:: Exercise ::
Please render all the entries below as a numbered list, leaving out the blank lines.
>> start Records to use
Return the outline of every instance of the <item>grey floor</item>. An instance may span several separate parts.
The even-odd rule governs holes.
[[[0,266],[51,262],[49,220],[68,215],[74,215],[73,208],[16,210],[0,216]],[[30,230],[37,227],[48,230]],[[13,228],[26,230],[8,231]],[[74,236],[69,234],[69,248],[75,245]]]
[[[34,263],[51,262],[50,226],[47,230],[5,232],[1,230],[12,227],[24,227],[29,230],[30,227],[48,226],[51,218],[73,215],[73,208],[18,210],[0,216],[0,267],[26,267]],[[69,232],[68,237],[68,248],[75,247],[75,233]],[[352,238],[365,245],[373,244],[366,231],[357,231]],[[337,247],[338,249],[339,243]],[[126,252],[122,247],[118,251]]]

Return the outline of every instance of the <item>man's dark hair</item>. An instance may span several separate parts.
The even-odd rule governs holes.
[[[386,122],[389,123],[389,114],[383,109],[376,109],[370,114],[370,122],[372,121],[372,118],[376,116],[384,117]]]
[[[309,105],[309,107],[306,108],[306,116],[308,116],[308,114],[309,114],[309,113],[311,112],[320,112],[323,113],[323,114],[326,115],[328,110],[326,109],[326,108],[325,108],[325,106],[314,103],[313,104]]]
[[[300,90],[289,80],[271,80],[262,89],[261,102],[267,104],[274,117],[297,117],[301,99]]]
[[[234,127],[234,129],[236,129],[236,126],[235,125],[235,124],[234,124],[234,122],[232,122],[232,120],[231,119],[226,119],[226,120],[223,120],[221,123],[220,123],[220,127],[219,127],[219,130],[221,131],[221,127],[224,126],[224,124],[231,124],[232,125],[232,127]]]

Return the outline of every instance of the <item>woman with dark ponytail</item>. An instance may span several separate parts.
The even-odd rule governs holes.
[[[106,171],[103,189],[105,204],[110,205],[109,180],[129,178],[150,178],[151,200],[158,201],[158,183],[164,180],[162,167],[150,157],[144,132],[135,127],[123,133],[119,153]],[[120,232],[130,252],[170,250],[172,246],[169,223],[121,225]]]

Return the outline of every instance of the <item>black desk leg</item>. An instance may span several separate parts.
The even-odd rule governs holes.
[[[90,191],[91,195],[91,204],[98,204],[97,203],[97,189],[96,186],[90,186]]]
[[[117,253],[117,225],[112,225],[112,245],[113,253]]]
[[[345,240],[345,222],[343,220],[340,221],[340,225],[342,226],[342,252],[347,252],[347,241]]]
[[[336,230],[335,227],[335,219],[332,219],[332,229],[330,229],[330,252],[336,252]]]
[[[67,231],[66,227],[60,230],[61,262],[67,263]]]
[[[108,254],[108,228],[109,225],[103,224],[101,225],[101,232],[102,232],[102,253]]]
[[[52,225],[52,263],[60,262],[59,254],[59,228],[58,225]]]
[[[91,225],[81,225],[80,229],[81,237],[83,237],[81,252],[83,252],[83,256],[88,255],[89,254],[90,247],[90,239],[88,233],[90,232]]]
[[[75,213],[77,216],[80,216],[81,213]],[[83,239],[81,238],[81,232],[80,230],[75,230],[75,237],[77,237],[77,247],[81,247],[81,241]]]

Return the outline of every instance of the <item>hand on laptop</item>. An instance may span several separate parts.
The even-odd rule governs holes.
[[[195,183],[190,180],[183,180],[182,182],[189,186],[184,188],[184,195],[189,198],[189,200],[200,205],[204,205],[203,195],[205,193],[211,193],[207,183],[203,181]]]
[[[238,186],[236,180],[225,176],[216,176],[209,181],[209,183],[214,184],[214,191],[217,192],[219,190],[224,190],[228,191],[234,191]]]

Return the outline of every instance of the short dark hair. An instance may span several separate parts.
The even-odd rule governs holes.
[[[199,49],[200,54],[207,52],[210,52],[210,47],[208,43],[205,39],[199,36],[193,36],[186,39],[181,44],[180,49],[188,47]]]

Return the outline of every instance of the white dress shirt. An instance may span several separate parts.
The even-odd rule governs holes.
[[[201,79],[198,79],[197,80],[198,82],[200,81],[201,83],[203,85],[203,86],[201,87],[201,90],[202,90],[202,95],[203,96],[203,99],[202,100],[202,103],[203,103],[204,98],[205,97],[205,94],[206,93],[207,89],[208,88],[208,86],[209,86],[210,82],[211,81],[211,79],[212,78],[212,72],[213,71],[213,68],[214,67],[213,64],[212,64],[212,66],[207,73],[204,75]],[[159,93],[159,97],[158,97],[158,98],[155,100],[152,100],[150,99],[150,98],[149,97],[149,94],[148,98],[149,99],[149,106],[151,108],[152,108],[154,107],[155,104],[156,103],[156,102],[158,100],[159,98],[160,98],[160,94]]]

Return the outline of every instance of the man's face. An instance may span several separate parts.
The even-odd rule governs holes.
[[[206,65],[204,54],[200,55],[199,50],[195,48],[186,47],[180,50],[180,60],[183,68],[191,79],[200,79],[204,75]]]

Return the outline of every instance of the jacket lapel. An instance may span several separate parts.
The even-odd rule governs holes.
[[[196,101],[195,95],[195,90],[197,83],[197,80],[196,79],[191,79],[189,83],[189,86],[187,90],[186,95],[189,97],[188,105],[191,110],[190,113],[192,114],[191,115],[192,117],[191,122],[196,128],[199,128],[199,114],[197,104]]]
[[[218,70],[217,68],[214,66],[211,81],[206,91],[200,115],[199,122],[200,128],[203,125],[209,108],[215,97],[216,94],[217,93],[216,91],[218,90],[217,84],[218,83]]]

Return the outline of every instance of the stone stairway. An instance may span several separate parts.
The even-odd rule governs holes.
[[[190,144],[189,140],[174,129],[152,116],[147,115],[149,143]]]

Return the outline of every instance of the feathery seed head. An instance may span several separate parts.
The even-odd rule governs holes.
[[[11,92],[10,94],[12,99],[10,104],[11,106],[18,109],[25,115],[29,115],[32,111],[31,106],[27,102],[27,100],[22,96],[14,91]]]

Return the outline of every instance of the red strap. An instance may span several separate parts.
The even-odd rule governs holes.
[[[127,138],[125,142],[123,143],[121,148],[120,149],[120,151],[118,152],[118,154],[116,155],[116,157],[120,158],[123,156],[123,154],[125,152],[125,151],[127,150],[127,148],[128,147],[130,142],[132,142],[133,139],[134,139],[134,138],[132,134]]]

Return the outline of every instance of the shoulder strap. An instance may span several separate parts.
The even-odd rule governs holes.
>> end Records to use
:: The answer ::
1. Return the outline of every instance of the <item>grey floor</item>. An instance may span several separate parts.
2. The even-odd rule governs holes.
3. [[[0,266],[51,262],[49,220],[68,215],[74,215],[73,208],[16,210],[0,216]],[[30,230],[37,227],[48,230]],[[13,228],[26,230],[8,231]],[[74,236],[69,234],[69,248],[75,245]]]
4. [[[34,263],[51,262],[50,226],[47,230],[5,232],[1,230],[12,227],[24,227],[29,230],[30,227],[48,226],[51,218],[73,215],[73,208],[18,210],[0,216],[0,267],[26,267]],[[69,232],[68,237],[68,248],[75,247],[75,233]],[[352,238],[365,245],[373,244],[366,231],[357,231]],[[337,247],[338,249],[339,243]],[[126,252],[122,247],[118,251]]]
5. Return the outline of every instance of the <item>man's dark hair</item>. An instance may span several separate parts.
6. The even-odd rule governs holes.
7. [[[386,122],[389,123],[389,114],[383,109],[376,109],[370,114],[370,122],[372,121],[372,118],[376,116],[384,117]]]
8. [[[309,105],[309,107],[306,108],[306,116],[308,116],[308,114],[309,114],[309,113],[311,112],[320,112],[323,113],[323,114],[326,115],[328,110],[326,109],[326,108],[325,108],[325,106],[314,103],[313,104]]]
9. [[[300,90],[289,80],[271,80],[262,89],[261,102],[267,104],[274,117],[297,117],[301,99]]]
10. [[[234,127],[234,129],[236,129],[236,126],[235,125],[235,124],[234,124],[234,122],[232,122],[232,120],[231,119],[226,119],[226,120],[223,120],[221,123],[220,123],[220,127],[219,127],[219,130],[221,131],[221,127],[224,126],[224,124],[231,124],[232,125],[232,127]]]
11. Return the outline of every instance of the <item>woman with dark ponytail</item>. An instance may span several separate parts.
12. The even-odd rule governs holes.
13. [[[106,171],[103,189],[105,204],[110,205],[109,180],[129,178],[150,178],[151,200],[158,201],[158,183],[164,180],[162,167],[150,157],[144,132],[135,127],[123,133],[119,153]],[[120,232],[130,252],[170,250],[172,246],[169,223],[121,225]]]
14. Return the outline of every instance of the <item>black desk leg</item>. An instance may span several separate parts.
15. The even-odd rule governs holes.
16. [[[90,191],[91,195],[91,204],[98,204],[97,203],[97,189],[96,186],[90,186]]]
17. [[[117,253],[117,225],[112,225],[112,245],[113,253]]]
18. [[[345,240],[345,222],[343,220],[340,221],[340,225],[342,226],[342,252],[347,252],[347,241]]]
19. [[[336,230],[335,227],[335,219],[332,219],[332,229],[330,229],[330,252],[336,252]]]
20. [[[67,231],[66,227],[60,230],[61,262],[67,263]]]
21. [[[108,254],[108,228],[109,225],[103,224],[101,225],[101,232],[102,232],[102,253]]]
22. [[[52,225],[52,263],[60,262],[59,254],[59,228],[58,225]]]
23. [[[91,225],[81,225],[80,229],[81,237],[83,237],[81,252],[83,252],[83,256],[88,255],[89,254],[90,247],[90,239],[88,233],[90,232]]]
24. [[[75,213],[77,216],[80,216],[81,213]],[[83,239],[81,238],[81,232],[80,230],[75,230],[75,237],[77,237],[77,247],[81,247],[81,241]]]
25. Return the outline of every instance of the <item>hand on laptop</item>. An instance may span several separate parts.
26. The even-odd rule governs holes.
27. [[[195,183],[190,180],[183,180],[182,182],[189,186],[184,188],[184,195],[189,198],[189,200],[200,205],[204,205],[203,195],[205,193],[211,193],[207,183],[203,181]]]
28. [[[238,186],[236,180],[225,176],[216,176],[209,181],[209,183],[214,184],[214,191],[217,192],[219,190],[224,190],[228,191],[234,191]]]
29. Return the outline of every instance of the short dark hair. An instance may span several separate parts.
30. The even-odd rule governs holes.
31. [[[199,49],[200,54],[207,52],[210,52],[210,47],[208,43],[205,39],[199,36],[193,36],[186,39],[181,44],[180,49],[188,47]]]
32. Return the outline of every instance of the white dress shirt. An instance may span several separate parts.
33. The even-odd rule governs holes.
34. [[[201,79],[198,79],[197,80],[198,82],[200,81],[201,83],[203,85],[203,86],[201,87],[201,90],[202,90],[202,95],[203,96],[203,99],[202,100],[202,103],[203,103],[204,98],[205,97],[205,94],[206,93],[207,89],[208,88],[208,86],[209,86],[210,82],[211,81],[211,79],[212,78],[212,72],[213,71],[213,68],[214,67],[213,64],[212,64],[212,66],[207,73],[204,75]],[[159,93],[159,97],[158,97],[158,98],[155,100],[152,100],[150,99],[150,98],[149,97],[149,94],[148,98],[149,99],[149,106],[151,108],[152,108],[154,107],[155,104],[156,103],[156,102],[158,100],[159,98],[160,98],[160,94]]]
35. Return the outline of every instance of the man's face. An instance may span several separate parts.
36. The even-odd rule governs holes.
37. [[[206,65],[204,54],[200,55],[199,50],[195,48],[186,47],[180,50],[180,60],[183,68],[191,79],[200,79],[204,75]]]
38. Return the outline of every instance of the jacket lapel. An instance may span several separate parts.
39. The even-odd rule governs holes.
40. [[[196,101],[195,95],[195,90],[197,83],[197,80],[196,79],[191,79],[189,83],[189,86],[187,90],[186,95],[189,97],[188,105],[191,110],[190,113],[192,114],[191,115],[192,117],[191,122],[196,128],[199,128],[199,114],[197,104]]]
41. [[[218,70],[217,68],[214,66],[211,81],[206,91],[200,115],[199,122],[200,128],[203,125],[209,108],[215,97],[216,94],[217,93],[216,91],[218,90],[217,84],[218,83]]]
42. Return the outline of every instance of the stone stairway. An instance may span several separate parts.
43. The even-odd rule governs holes.
44. [[[190,144],[189,140],[174,129],[152,116],[147,115],[149,143]]]
45. Return the outline of every instance of the feathery seed head. An instance may span several separate parts.
46. The even-odd rule governs holes.
47. [[[11,92],[10,94],[12,99],[10,104],[11,106],[18,109],[25,115],[29,115],[32,111],[31,106],[27,102],[27,100],[22,96],[14,91]]]
48. Return the outline of every instance of the red strap. An instance may span several separate parts.
49. The even-odd rule governs holes.
50. [[[127,138],[125,142],[123,143],[121,148],[120,149],[120,151],[118,152],[118,154],[116,155],[116,157],[120,158],[123,156],[123,154],[125,152],[125,151],[127,150],[127,148],[128,147],[130,142],[132,142],[133,139],[134,139],[134,138],[132,134]]]
51. Return the outline of every instance of the shoulder strap. An instance may span several separate parts.
52. The even-odd rule governs holes.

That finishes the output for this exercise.